## [GIVEN REQUEST]
Write out, please, the line containing "Indicate the green field" together with all lines after it, up to and including the last one, with no other output.
[START RECORDS SHOWN]
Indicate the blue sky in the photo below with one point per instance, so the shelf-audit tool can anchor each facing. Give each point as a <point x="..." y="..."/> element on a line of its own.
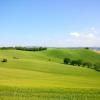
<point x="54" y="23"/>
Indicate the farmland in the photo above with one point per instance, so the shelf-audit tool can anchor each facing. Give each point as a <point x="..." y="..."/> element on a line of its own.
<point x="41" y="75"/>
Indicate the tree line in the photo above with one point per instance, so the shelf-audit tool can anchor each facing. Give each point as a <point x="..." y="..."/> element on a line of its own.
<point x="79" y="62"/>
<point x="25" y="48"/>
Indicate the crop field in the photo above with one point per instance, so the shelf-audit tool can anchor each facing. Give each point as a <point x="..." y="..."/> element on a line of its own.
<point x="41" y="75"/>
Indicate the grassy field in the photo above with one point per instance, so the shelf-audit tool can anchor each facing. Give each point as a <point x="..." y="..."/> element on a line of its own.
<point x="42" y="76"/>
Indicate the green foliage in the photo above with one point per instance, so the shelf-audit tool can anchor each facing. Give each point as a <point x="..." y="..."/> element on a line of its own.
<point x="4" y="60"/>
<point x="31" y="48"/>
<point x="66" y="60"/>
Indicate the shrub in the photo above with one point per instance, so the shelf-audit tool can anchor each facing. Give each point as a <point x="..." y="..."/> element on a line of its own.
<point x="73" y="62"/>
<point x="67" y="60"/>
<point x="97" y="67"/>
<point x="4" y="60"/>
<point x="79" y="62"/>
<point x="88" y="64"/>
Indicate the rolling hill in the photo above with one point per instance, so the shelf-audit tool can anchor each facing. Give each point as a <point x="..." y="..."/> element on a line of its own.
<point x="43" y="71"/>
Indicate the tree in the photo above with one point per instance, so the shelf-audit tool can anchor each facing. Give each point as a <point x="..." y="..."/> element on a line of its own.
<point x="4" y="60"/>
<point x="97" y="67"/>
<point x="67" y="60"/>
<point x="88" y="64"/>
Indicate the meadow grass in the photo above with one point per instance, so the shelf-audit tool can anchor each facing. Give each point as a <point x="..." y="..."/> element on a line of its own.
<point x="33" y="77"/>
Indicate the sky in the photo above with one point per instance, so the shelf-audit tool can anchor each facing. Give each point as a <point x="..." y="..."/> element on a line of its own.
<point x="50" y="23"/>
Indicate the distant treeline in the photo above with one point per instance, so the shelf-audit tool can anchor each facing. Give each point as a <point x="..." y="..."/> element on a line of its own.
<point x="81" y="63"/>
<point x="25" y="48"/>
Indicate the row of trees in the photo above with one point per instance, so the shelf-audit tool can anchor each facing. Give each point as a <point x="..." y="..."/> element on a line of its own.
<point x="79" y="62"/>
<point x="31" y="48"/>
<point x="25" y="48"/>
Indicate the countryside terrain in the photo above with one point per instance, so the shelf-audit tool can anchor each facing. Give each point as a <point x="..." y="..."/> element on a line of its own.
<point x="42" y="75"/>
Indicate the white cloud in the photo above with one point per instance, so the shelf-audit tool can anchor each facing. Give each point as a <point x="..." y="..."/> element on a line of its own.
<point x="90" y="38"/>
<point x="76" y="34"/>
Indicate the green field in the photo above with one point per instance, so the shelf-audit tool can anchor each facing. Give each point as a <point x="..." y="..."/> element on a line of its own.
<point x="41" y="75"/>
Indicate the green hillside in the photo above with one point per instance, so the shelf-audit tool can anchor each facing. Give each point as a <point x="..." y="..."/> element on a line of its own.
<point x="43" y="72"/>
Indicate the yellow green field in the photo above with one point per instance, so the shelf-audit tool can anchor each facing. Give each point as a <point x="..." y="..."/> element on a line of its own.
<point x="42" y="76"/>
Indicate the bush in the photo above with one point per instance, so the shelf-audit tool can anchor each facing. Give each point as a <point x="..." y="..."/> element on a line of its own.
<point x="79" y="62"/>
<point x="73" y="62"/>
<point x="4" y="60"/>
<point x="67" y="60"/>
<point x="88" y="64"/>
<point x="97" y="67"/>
[END RECORDS SHOWN]
## [RESULT FOR THIS EXERCISE]
Indicate the green field in the photo above with one point per instance, so the shelf-audit tool can anchor each facing. Give each point as a <point x="..." y="..."/> element on a line of its own.
<point x="41" y="75"/>
Indicate the green hillside in the photo above with one point per instance, so the shelf-audit tool can anchor each facing. Give each point as a <point x="..." y="..."/> element on a line of its own.
<point x="43" y="72"/>
Indicate the yellow green field in the photo above with one point per instance, so the shelf-audit tool can anchor each facing. Give each point as a <point x="..." y="..."/> element on a line of its own.
<point x="42" y="76"/>
Indicate the bush in the photo above with one point per instance, so the shelf-audit tool can anchor each facing. Give each point as a <point x="..." y="..."/> element on a line of its own.
<point x="79" y="62"/>
<point x="73" y="62"/>
<point x="4" y="60"/>
<point x="67" y="60"/>
<point x="88" y="64"/>
<point x="97" y="67"/>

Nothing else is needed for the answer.